> Working data:
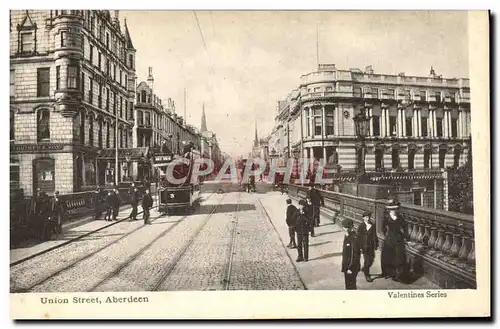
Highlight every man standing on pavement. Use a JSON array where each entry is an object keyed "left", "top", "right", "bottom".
[
  {"left": 305, "top": 196, "right": 315, "bottom": 238},
  {"left": 104, "top": 191, "right": 115, "bottom": 221},
  {"left": 309, "top": 185, "right": 325, "bottom": 227},
  {"left": 286, "top": 199, "right": 299, "bottom": 249},
  {"left": 142, "top": 188, "right": 153, "bottom": 225},
  {"left": 358, "top": 211, "right": 378, "bottom": 282},
  {"left": 342, "top": 218, "right": 361, "bottom": 290},
  {"left": 295, "top": 200, "right": 310, "bottom": 262},
  {"left": 129, "top": 183, "right": 139, "bottom": 220}
]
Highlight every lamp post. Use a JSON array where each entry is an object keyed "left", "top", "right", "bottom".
[
  {"left": 125, "top": 151, "right": 132, "bottom": 181},
  {"left": 353, "top": 104, "right": 370, "bottom": 181}
]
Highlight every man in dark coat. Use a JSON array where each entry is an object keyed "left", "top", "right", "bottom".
[
  {"left": 142, "top": 188, "right": 153, "bottom": 225},
  {"left": 305, "top": 196, "right": 315, "bottom": 238},
  {"left": 94, "top": 187, "right": 106, "bottom": 220},
  {"left": 342, "top": 218, "right": 361, "bottom": 290},
  {"left": 358, "top": 211, "right": 378, "bottom": 282},
  {"left": 105, "top": 191, "right": 117, "bottom": 221},
  {"left": 113, "top": 187, "right": 121, "bottom": 220},
  {"left": 129, "top": 183, "right": 139, "bottom": 220},
  {"left": 295, "top": 200, "right": 311, "bottom": 262},
  {"left": 286, "top": 199, "right": 299, "bottom": 249},
  {"left": 309, "top": 185, "right": 325, "bottom": 227}
]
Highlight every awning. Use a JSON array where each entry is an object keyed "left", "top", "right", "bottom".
[{"left": 97, "top": 147, "right": 149, "bottom": 161}]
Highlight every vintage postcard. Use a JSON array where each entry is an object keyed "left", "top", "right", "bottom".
[{"left": 9, "top": 9, "right": 491, "bottom": 319}]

> What to work on: Can you arrange the lines above, from the one containing "Highlight every man in" through the last one, both included, as a Markdown table with a Row column for the row number and a Line column for the line, leaving out any blank lines?

> Problem solution:
| Row | Line |
|---|---|
| 1 | Highlight every man in dark coat. Use a JSON array where each entry is an object keyed "left", "top", "right", "bottom". |
| 2 | [ |
| 3 |   {"left": 142, "top": 188, "right": 153, "bottom": 225}, |
| 4 |   {"left": 305, "top": 196, "right": 315, "bottom": 238}, |
| 5 |   {"left": 94, "top": 187, "right": 106, "bottom": 220}, |
| 6 |   {"left": 342, "top": 218, "right": 361, "bottom": 290}, |
| 7 |   {"left": 358, "top": 211, "right": 378, "bottom": 282}, |
| 8 |   {"left": 105, "top": 191, "right": 117, "bottom": 221}, |
| 9 |   {"left": 113, "top": 187, "right": 121, "bottom": 220}, |
| 10 |   {"left": 129, "top": 183, "right": 139, "bottom": 220}, |
| 11 |   {"left": 295, "top": 200, "right": 311, "bottom": 262}, |
| 12 |   {"left": 286, "top": 199, "right": 299, "bottom": 249}, |
| 13 |   {"left": 309, "top": 185, "right": 325, "bottom": 227} |
| 14 | ] |
| 15 | Highlight every awning. Use a JSON array where each entry is an object keyed "left", "top", "right", "bottom". |
| 16 | [{"left": 97, "top": 147, "right": 149, "bottom": 161}] |
| 17 | Highlight every vintage postcard. Use a JSON array where each entry is an object keyed "left", "top", "right", "bottom". |
| 18 | [{"left": 9, "top": 9, "right": 491, "bottom": 319}] |